**Exercise:**
Transcribe every record without leaving anything out or changing a word.

Source records
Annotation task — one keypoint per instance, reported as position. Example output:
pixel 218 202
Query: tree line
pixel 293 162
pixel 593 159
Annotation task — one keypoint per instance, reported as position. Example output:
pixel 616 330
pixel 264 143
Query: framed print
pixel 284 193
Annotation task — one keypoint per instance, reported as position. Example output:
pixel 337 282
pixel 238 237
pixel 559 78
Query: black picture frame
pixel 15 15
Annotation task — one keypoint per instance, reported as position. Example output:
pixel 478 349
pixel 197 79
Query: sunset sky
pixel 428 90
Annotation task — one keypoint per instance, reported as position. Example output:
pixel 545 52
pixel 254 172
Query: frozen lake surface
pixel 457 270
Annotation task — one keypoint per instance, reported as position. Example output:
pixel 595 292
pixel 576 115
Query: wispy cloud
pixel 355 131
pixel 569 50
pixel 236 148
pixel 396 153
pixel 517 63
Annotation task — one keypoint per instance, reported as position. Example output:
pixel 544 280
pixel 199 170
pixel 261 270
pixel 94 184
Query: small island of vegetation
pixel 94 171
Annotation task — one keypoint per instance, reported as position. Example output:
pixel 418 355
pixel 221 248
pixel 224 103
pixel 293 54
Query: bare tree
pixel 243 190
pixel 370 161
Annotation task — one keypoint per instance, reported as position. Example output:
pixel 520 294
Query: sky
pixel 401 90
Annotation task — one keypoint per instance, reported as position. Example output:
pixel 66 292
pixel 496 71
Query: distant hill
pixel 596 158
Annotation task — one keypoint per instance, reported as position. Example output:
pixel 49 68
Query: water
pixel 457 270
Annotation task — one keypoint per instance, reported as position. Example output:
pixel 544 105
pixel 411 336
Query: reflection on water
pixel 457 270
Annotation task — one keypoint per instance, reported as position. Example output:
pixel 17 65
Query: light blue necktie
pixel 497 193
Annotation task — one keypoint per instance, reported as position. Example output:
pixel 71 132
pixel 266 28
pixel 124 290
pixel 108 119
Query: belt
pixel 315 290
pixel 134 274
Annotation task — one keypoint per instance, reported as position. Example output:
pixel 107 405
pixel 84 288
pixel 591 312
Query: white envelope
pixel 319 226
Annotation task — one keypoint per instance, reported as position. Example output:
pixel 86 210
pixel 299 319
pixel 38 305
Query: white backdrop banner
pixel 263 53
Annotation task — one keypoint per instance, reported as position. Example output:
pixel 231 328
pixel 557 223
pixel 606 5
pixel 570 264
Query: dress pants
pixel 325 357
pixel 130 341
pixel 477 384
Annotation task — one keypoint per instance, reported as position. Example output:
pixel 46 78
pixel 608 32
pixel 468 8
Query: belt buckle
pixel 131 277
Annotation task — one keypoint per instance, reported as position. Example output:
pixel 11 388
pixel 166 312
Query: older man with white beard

**Written solution:**
Annotation task — one keypoint per instance, reported as position. Example output:
pixel 218 202
Query: tree line
pixel 293 162
pixel 593 159
Annotation task — one keypoint per instance, reported as position. Example output:
pixel 616 330
pixel 264 143
Query: framed print
pixel 284 193
Annotation task — one keypoint per instance, reported as position. Example output:
pixel 337 282
pixel 238 237
pixel 559 78
Query: black picture frame
pixel 15 15
Annotation task — one keypoint per instance, reported as position. Example output:
pixel 478 349
pixel 197 79
Query: sunset sky
pixel 428 90
Annotation task — one keypoint per instance, reported as position. Example output:
pixel 545 52
pixel 254 172
Query: frozen lake surface
pixel 457 270
Annotation task — one keypoint per instance, reported as position. Example output:
pixel 595 292
pixel 576 115
Query: wispy cloud
pixel 355 131
pixel 569 50
pixel 236 148
pixel 396 153
pixel 517 63
Annotation task — one keypoint per instance, reported as position. Example output:
pixel 544 280
pixel 199 170
pixel 261 270
pixel 94 184
Query: small island of vegetation
pixel 94 171
Annotation task — one keypoint per instance, reported as position. Example output:
pixel 418 355
pixel 221 248
pixel 224 103
pixel 293 54
Query: bare tree
pixel 243 190
pixel 370 161
Annotation task — one keypoint per instance, reported as position. Example output:
pixel 520 294
Query: sky
pixel 401 90
Annotation task — one keypoint per instance, reported as position. Example output:
pixel 66 292
pixel 496 71
Query: distant hill
pixel 596 158
Annotation task — one keypoint per instance, reported as position. Example output:
pixel 49 68
Query: water
pixel 457 270
Annotation task — one keypoint per instance, reported as position. Example output:
pixel 544 105
pixel 411 336
Query: reflection on water
pixel 457 270
Annotation task — one keypoint per instance, reported as position. Example output:
pixel 17 65
Query: light blue necktie
pixel 497 193
Annotation task — one keypoint per instance, reported as position. Example output:
pixel 71 132
pixel 266 28
pixel 124 290
pixel 108 119
Query: belt
pixel 315 290
pixel 134 274
Annotation task — one keypoint per instance, reported as position. Example output:
pixel 107 405
pixel 84 288
pixel 591 312
Query: white envelope
pixel 319 226
Annotation task — one keypoint per instance, reported as position. Example output:
pixel 86 210
pixel 299 319
pixel 38 305
Query: white backdrop banner
pixel 263 53
Annotation task — one keypoint per instance, reported as position. Example output:
pixel 231 328
pixel 557 223
pixel 606 5
pixel 570 264
Query: dress pants
pixel 325 357
pixel 130 341
pixel 477 384
Annotation task — one keypoint per instance, reported as position. Example output:
pixel 46 78
pixel 608 32
pixel 468 8
Query: belt buckle
pixel 131 277
Annotation task — one keypoint per instance, reported as position. Example output:
pixel 11 388
pixel 166 312
Query: older man with white beard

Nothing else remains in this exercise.